Texto selecionado:

_____

2)      O artigo 2.° da decisão‑quadro […] deve ser interpretado no sentido de que o dever de os Estados[‑Membros] reconhecerem os direitos e interesses legítimos da vítima obriga a ter em conta a sua opinião quando as consequências penais do processo puderem comprometer de forma nuclear e directa o exercício do seu direito ao livre desenvolvimento da personalidade e da vida privada e familiar?

3)      O artigo 2.° da decisão‑quadro […] deve ser interpretado no sentido de que as autoridades estatais são obrigadas a ter em consideração a vontade livre da vítima quando esta se opõe à imposição ou à manutenção de uma medida de afastamento quando o agressor seja um membro da sua família, não se verifique a condição objectiva de risco de reincidência e se comprove um nível de capacidade pessoal, social, cultural e emocional que exclua a possibilidade de uma submissão ao agressor ou, pelo contrário, há que manter a referida medida em todos os casos devido à tipologia específica destes crimes?

4)      O artigo 8.° da decisão‑quadro […], ao dispor que os Estados[‑Membros] asseguram um nível adequado de protecção à vítima, deve ser interpretado no sentido de que permite a imposição generalizada e obrigatória de medidas de afastamento ou de proibição de comunicação como penas acessórias em todos os casos em que uma pessoa é vítima de crimes cometidos no âmbito familiar, tendo em atenção a tipologia específica destas infracções, ou, pelo contrário, o artigo 8.° exige que se efectue uma avaliação individualizada que permita identificar, caso a caso, o nível adequado de protecção tendo em conta os interesses em presença?

5)      O artigo 10.° da decisão‑quadro […] deve ser interpretado no sentido de que permite excluir de forma generalizada a mediação nos processos penais relativos a crimes cometidos no âmbito familiar, tendo em vista a tipologia específica destes crimes, ou, pelo contrário, a mediação deve ser autorizada também neste tipo de processos, ponderando‑se caso a caso os interesses em presença?»

29      Por despacho do presidente do Tribunal de Justiça de 24 de Setembro de 2010, os processos C‑483/09 e C‑1/10 foram apensados para efeitos da fase oral e do acórdão.

_____

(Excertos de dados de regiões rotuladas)
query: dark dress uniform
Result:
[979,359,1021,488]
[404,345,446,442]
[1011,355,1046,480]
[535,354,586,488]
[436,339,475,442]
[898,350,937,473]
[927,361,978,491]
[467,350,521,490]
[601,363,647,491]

_____

Requisitos do exercício:
Liste os artigos da decisão‑quadro citados no texto selecionado, cada um uma única vez.

Resposta ao exercício:
Artigo 2.°, artigo 8.° e artigo 10.°